Fail fast to succeed sooner
As soon as someone mentions innovation, people start talking about risk, failing and how it’s important to fail. Let’s face it - no one likes to fail or admit failing and the charity sector is no different.
In the corporate world the attitude to failure can be different. Google sees failure as an essential part of their evolution and as a business have an expectation of an 80 per cent failure rate on new product development. Proctor & Gamble aim for a 50 per cent success rate to encourage more ideation.
Open Innovation approaches encourage multiple, fast, failure and iteration of ideas; like the concept of the Lean Startup coined by Eric Ries. This means releasing a product at the earliest opportunity and developing it based on feedback from early customers.
Charities often feel pressured to wait until a new product is ‘perfected’. This may sound logical, but in practice makes little sense. Your audience and marketplace is constantly evolving; and the most suitable products should reflect feedback from those constant changes.
Failing fast and failing early minimises your risk of failing big and failing publicly. Charities are under scrutiny regarding how they operate and spend their resources, a combination that can make them risk averse. The irony is that open innovation involves failing fast, cheaply and quickly which actually reduces the risk of making more costly, public mistakes.
One of the best ways to fail fast to succeed sooner is through prototyping. Prototyping is a sample or model of your idea, whether it’s a product, service or new technology. The earlier you can prototype the idea the better. If it’s a service, role play it. If it’s a product, sketch it or make it from cardboard and sticky tape. Often, the more amateur it looks the better; as people are less apprehensive about giving honest feedback to something that is clearly work in progress.
So with honest insight, you can develop the prototype to the next iteration. Failing fast, making changes and asking for input from others is the whole ethos of Open Innovation. Make your new idea visible at the earliest stages; see it as an integral part of the process, just another stage of development.
Prototyping also demonstrates the ethos of learning by doing. You can read about the theory of Open Innovation and the power of the crowd - but I think you will learn more by being brave and having a go. As part of the Open Innovation Programme, Foodcycle asked for input into their Supper Hero fundraising product from supporting restaurants and companies, saving them time, resource and giving them a better product. The Children’s Society went out on the streets of Newcastle to test the publics’ response to their acquisition idea ‘Geordie Magic’, which helped refine their ideas and the locally-tailored brand. Marie Curie tested their bingo idea with users and the National Trust tried their Big Family Day Out at a group of properties in the North West region, before making a decision to roll out the programme nationally.
‘The supporter is king’ - Keep Britain Tidy
Keep Britain Tidy have had to adapt to funding cuts, having no choice but to develop new sustainable income streams. For the first time, experimentation and risk taking have become business as usual.
______
## PROBLEM SET
A) Summarize the article on failing fast in two sentences.
B) Write out everything from "Open Innovation approaches" down to "those constant changes." in the article on failing fast, word for word.

## DATA SEGMENT
______
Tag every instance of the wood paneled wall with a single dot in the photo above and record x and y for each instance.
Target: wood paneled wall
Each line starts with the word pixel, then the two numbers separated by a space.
______
## SET OF ANSWERS
A) Charities often feel pressured to wait until a new product is perfected, and scrutiny of how they spend their resources can make them risk averse, yet failing fast, cheaply and early reduces the risk of more costly, public mistakes. Prototyping is presented as one of the best ways to do this, ideally early and in rough form so that people give honest feedback, and several charities in the Open Innovation Programme tested their ideas with others before refining them or rolling them out nationally.

B)
Open Innovation approaches encourage multiple, fast, failure and iteration of ideas; like the concept of the Lean Startup coined by Eric Ries. This means releasing a product at the earliest opportunity and developing it based on feedback from early customers.
Charities often feel pressured to wait until a new product is ‘perfected’. This may sound logical, but in practice makes little sense. Your audience and marketplace is constantly evolving; and the most suitable products should reflect feedback from those constant changes.